Set exercise
Begin at the line that contains "the helicopter doorway" and repeat every line from there to the end of the records below, inclusive, without adding any other line.

Extracted data entries:

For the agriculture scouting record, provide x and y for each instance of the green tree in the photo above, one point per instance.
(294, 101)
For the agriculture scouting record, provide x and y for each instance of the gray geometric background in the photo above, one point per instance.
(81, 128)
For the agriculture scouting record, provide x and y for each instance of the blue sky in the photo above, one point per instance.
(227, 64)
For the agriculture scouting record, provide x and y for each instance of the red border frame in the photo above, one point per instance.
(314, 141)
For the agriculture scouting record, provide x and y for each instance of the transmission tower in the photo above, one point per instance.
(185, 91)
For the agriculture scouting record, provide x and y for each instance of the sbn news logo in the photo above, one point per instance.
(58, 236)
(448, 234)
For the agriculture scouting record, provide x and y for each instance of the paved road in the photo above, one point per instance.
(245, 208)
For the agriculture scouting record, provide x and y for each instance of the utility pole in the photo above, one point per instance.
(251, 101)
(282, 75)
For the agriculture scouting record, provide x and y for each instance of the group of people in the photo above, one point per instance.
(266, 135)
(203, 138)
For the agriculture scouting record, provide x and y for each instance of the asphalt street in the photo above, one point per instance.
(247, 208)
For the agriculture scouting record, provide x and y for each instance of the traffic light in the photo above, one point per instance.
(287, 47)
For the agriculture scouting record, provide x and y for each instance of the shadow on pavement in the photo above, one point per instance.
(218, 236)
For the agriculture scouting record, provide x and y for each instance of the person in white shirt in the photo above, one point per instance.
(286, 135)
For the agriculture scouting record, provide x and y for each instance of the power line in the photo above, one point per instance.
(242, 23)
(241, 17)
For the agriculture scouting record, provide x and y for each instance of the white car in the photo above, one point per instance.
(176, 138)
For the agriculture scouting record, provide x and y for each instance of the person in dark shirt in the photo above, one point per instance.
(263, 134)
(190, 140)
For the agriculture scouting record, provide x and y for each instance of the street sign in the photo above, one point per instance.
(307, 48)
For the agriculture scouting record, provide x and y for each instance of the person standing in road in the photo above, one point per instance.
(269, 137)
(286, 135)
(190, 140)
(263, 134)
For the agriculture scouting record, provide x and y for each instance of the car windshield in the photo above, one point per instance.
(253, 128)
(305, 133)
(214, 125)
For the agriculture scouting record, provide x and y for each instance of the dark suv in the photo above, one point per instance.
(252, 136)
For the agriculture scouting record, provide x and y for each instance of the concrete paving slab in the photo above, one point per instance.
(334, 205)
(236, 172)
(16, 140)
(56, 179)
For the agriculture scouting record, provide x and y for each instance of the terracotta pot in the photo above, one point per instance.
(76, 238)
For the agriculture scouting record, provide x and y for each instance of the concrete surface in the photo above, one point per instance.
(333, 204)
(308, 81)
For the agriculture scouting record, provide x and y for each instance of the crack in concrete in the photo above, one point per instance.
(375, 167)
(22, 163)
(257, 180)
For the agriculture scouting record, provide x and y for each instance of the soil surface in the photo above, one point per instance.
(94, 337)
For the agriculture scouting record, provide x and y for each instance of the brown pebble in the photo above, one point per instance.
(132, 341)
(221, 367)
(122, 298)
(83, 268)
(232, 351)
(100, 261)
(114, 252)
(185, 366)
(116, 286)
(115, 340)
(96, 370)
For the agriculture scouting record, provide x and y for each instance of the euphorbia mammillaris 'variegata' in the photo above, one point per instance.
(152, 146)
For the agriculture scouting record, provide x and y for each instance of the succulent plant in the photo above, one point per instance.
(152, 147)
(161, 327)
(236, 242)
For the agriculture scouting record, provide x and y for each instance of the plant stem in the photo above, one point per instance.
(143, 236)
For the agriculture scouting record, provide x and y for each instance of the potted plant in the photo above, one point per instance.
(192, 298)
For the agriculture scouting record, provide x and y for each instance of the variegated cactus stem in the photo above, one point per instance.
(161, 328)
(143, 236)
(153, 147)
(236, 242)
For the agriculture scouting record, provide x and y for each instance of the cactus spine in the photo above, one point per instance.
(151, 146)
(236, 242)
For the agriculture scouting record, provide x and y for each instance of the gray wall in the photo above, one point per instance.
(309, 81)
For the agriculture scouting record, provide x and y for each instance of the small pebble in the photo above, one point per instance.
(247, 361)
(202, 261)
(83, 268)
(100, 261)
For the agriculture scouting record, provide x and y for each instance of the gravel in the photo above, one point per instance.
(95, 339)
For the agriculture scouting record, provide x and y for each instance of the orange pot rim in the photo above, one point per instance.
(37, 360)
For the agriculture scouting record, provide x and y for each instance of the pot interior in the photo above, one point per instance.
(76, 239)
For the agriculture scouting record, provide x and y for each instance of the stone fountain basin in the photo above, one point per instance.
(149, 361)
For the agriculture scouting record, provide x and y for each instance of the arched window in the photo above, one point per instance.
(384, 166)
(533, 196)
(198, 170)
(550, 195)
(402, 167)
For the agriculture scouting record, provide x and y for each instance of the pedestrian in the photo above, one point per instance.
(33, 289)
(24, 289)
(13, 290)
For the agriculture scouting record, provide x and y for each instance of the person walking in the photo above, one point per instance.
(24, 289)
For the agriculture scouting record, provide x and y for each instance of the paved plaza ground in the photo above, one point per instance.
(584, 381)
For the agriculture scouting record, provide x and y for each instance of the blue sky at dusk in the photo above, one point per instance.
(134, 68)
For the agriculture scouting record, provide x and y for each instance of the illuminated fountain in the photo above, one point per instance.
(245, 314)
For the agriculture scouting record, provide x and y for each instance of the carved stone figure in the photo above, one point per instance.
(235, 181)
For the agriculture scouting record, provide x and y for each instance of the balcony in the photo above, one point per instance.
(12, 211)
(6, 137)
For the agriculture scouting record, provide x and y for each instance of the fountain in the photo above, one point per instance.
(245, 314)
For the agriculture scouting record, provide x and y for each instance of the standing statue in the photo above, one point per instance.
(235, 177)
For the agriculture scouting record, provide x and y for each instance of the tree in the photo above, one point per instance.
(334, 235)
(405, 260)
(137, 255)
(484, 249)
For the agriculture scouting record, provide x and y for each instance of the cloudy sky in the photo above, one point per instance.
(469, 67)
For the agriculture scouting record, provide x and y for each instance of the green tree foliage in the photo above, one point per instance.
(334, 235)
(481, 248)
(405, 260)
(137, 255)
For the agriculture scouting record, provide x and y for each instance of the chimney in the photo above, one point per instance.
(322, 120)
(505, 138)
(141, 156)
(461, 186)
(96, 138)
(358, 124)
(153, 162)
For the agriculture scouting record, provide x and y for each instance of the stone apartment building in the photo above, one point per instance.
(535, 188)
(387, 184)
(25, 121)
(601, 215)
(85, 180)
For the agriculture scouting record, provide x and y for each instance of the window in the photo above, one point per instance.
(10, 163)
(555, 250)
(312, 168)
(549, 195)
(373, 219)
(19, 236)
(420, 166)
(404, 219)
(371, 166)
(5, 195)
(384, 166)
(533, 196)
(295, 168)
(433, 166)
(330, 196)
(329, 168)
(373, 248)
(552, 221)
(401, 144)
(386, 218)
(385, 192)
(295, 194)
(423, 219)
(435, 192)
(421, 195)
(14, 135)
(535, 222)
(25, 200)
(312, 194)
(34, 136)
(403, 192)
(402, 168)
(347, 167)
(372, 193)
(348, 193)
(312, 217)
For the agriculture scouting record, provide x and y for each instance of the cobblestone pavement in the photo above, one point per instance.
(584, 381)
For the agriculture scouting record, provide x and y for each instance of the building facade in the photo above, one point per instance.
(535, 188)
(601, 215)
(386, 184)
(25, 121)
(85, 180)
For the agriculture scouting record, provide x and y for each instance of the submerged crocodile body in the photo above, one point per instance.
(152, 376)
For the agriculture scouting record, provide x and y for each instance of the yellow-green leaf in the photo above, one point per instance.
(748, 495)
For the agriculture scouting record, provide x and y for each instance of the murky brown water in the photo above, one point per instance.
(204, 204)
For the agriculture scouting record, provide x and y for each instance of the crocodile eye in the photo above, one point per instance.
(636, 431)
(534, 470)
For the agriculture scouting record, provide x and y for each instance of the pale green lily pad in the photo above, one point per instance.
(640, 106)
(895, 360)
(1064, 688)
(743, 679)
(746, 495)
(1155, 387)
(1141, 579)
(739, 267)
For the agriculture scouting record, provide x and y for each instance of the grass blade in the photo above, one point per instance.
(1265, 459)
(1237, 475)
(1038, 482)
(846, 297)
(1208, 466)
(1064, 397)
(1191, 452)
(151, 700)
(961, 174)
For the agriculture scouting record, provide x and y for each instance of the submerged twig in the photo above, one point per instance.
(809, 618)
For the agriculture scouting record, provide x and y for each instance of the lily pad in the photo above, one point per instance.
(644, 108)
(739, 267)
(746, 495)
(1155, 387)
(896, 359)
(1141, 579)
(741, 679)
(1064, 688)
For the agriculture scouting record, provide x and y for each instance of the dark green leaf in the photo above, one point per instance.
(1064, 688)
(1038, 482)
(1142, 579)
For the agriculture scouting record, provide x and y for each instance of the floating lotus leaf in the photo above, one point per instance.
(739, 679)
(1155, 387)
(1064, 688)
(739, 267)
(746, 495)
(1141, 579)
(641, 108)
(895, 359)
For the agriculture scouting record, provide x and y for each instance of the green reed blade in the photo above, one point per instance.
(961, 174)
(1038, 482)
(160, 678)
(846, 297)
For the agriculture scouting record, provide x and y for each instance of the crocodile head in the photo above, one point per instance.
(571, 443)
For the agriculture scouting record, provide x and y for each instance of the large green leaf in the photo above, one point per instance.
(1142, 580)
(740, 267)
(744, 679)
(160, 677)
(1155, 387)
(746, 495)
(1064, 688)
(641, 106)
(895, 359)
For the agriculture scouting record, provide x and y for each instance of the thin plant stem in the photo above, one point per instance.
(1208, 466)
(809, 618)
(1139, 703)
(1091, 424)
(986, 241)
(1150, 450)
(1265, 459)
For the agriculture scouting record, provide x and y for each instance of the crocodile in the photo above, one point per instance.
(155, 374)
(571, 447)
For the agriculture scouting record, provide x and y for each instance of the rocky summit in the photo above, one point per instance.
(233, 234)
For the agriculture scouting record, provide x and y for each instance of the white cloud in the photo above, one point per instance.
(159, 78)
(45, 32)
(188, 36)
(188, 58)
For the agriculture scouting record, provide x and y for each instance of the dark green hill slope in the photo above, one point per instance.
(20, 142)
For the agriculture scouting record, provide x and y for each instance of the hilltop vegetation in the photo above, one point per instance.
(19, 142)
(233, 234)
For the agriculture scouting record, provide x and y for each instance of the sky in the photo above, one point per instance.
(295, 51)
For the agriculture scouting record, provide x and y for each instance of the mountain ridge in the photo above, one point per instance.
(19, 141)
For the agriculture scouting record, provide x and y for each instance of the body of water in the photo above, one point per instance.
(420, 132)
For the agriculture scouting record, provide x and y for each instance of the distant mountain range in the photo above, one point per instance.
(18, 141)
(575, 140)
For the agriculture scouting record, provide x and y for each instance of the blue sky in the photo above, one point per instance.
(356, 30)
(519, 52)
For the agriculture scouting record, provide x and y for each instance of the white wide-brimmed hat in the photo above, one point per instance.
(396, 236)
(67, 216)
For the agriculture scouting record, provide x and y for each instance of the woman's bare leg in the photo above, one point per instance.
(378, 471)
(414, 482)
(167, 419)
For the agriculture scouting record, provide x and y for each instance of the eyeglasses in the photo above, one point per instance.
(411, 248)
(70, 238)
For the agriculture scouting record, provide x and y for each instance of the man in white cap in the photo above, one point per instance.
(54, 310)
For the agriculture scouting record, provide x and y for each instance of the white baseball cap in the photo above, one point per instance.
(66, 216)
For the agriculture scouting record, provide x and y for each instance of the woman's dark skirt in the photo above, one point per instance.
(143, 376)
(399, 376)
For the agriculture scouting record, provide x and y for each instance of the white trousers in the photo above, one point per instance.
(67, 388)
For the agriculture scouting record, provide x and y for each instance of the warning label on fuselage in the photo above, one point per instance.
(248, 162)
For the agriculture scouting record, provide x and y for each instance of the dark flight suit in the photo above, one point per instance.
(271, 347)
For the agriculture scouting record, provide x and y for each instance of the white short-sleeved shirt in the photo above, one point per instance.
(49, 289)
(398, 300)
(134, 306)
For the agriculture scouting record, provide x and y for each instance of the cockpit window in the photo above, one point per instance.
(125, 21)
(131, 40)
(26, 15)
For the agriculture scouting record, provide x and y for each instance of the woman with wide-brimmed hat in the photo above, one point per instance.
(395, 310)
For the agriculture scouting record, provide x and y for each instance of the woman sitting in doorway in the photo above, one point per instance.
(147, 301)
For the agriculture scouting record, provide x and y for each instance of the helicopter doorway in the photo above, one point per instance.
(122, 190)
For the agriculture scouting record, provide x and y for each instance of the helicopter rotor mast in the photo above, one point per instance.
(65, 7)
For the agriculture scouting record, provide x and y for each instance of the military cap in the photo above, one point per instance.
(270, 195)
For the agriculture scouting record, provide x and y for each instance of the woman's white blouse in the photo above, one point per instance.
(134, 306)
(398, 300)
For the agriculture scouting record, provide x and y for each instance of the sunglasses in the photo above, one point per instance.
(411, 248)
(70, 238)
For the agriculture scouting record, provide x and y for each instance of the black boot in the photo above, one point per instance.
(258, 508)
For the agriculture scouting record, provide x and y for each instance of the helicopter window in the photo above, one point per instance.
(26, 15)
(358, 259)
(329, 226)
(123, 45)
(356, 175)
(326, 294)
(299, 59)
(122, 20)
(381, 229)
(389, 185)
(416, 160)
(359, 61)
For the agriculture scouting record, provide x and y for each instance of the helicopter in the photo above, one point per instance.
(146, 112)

Reply
For the agriculture scouting record, provide x and y for each instance of the helicopter doorway in the photo above, one point per instance.
(122, 190)
For the agriculture scouting record, provide x and y for each instance of the helicopter rotor mast in the photo above, one point per instance.
(65, 7)
For the agriculture scouting record, provide x and y for each instance of the military cap in the photo above, one point per instance.
(270, 195)
For the agriculture scouting record, provide x and y for each instance of the woman's white blouse in the photo above, one point per instance.
(134, 306)
(398, 300)
For the agriculture scouting record, provide x and y for each instance of the sunglasses in the photo above, one point per instance.
(411, 248)
(70, 238)
For the agriculture scouting record, provide x and y for each instance of the black boot in the photo above, one point per instance.
(258, 508)
For the agriculture scouting record, provide x and y for each instance of the helicopter window in the photo above, one point per instance.
(26, 15)
(358, 259)
(329, 226)
(123, 45)
(356, 175)
(326, 294)
(299, 59)
(122, 20)
(381, 229)
(389, 185)
(416, 160)
(359, 61)
For the agriculture scouting record, provide x and y for each instance of the helicopter in the photo above, one point per instance.
(146, 112)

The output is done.